• [TASKS TO CARRY OUT]:
A. According to the blog post on regressivism, for how long has the idea of a healthy democracy been under attack?
B. Please continue the blog post on regressivism, starting after its last sentence.

[Start SUPPLIED TEXT]

Showing posts with label Social Justice. Show all posts
Showing posts with label Social Justice. Show all posts

Wednesday, February 18, 2009

Regressivism: Defunding Democracy through Class Warfare

For the past 30 years, the notion that a healthy democracy is based on the free exchange of ideas and that citizens should be able to freely organize to influence public policy has been under aggressive and institutionalized attack. When Republicans controlled the White House, the Senate, the House of Representatives and an increasing number of state governments, conservative activists seized the opportunity to undermine democracy by restricting who qualified for tax-exempt status (thereby undermining government and foundation funding sources for non-profits), public trust, and restricting the attention that civil disobedience protests received from the mainstream media.

The dominance of the Republican Party over this time period and an increasingly assertive conservative movement created a broad intolerance for dissenting voices and lack of access to public funding for liberal organizations. Funded by foundations and corporations, the conservative movement's objective was to silence its contemporary critics on the one hand and any future dissent on the other by defunding education and other "liberal" domains.

[End SUPPLIED TEXT]
[Start GIVEN INFORMATION]

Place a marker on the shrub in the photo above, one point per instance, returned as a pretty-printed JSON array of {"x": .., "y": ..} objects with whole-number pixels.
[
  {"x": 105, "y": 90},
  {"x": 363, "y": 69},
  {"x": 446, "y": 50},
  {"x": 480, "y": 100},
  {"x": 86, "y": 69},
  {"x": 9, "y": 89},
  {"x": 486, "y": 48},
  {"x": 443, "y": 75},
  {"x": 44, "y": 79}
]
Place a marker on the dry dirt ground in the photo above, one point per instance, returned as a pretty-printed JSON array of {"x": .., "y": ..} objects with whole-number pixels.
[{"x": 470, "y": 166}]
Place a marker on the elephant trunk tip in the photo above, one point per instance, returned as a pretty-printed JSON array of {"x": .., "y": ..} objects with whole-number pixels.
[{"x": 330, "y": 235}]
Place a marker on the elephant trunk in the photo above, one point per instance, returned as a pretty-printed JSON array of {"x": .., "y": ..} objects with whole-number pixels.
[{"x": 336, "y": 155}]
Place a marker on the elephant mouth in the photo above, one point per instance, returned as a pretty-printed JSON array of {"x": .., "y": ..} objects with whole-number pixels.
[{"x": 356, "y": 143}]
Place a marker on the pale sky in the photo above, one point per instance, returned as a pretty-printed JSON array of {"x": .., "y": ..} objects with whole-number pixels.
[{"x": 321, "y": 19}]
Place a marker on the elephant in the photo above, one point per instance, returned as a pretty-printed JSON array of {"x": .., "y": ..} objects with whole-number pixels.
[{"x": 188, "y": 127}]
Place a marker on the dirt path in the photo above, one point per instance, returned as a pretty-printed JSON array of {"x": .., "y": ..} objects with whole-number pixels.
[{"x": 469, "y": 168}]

[End GIVEN INFORMATION]

• [ANSWER LIST]:
A. For the past 30 years.

B.
What started as a plan to 'defund the left' in the United States inspired conservatives around the world to adopt the same strategy. The consequences of this regressive Republican strategy in the United States was aptly articulated by Rick Kepler:
I am an American worker, and you are damn right I want the wealth to be shared and spread. I am talking about the wealth my hard work helped to create, but was taken from me by George Bush's base, the very rich, or as I know them, my corporate bosses. For the past eight years I have watched W.'s and McCain's (Country Club First) base grab the largest share of our country's wealth. Where did they take it from? They took it from my family's pocketbook, and my co-workers' families' pocketbooks. They stole the wealth that I was trying to build for me and my family when they stripped my pension plan from me and told me to invest in a 401k. Then they stole most of that 401k and other workers' 401k savings with this economic meltdown. This was a massive transfer of wealth from the workers' pockets into the already stuffed pockets of the rich. My retirement savings and my co-workers' savings all across America have been looted by the corporate bosses, who just got bailed out while we got left out. Again! [Rick Kepler, The American Worker, 21 November 2008]
Workers are finally "getting it." Most Americans, however, are still in the dark as the current majority Democratic Congress is not aggressively investigating the government abuses that the Left has catalogued on blogs for more than five years. More recently, citizens in Argentina and, currently, in Iceland has shown the world what an appropriate public response should be to put conservatism on the defensive. Yet, in the United States a New Era democratic president is attempting reconciliation rather than retribution or criminal enforcement of the US legal code. His actions could set back a global movement that in the end could result in more violent revolt against entrenched neo-con governments everywhere.

The inaction of Congress and the Obama administration may further exacerbate the capacity of citizens seeking a more expansive democracy to solve their problems and improve the quality of their lives. It's a strategy that empowers Republicans as revealed in the recent debates in the US Congress. To overcome this New Era politic the progressive movement in the United States must rise to the challenge and confront the Democrats in the streets. A dialogue will not occur until the American people engages its government at the seat of power. Many individuals are doing just this.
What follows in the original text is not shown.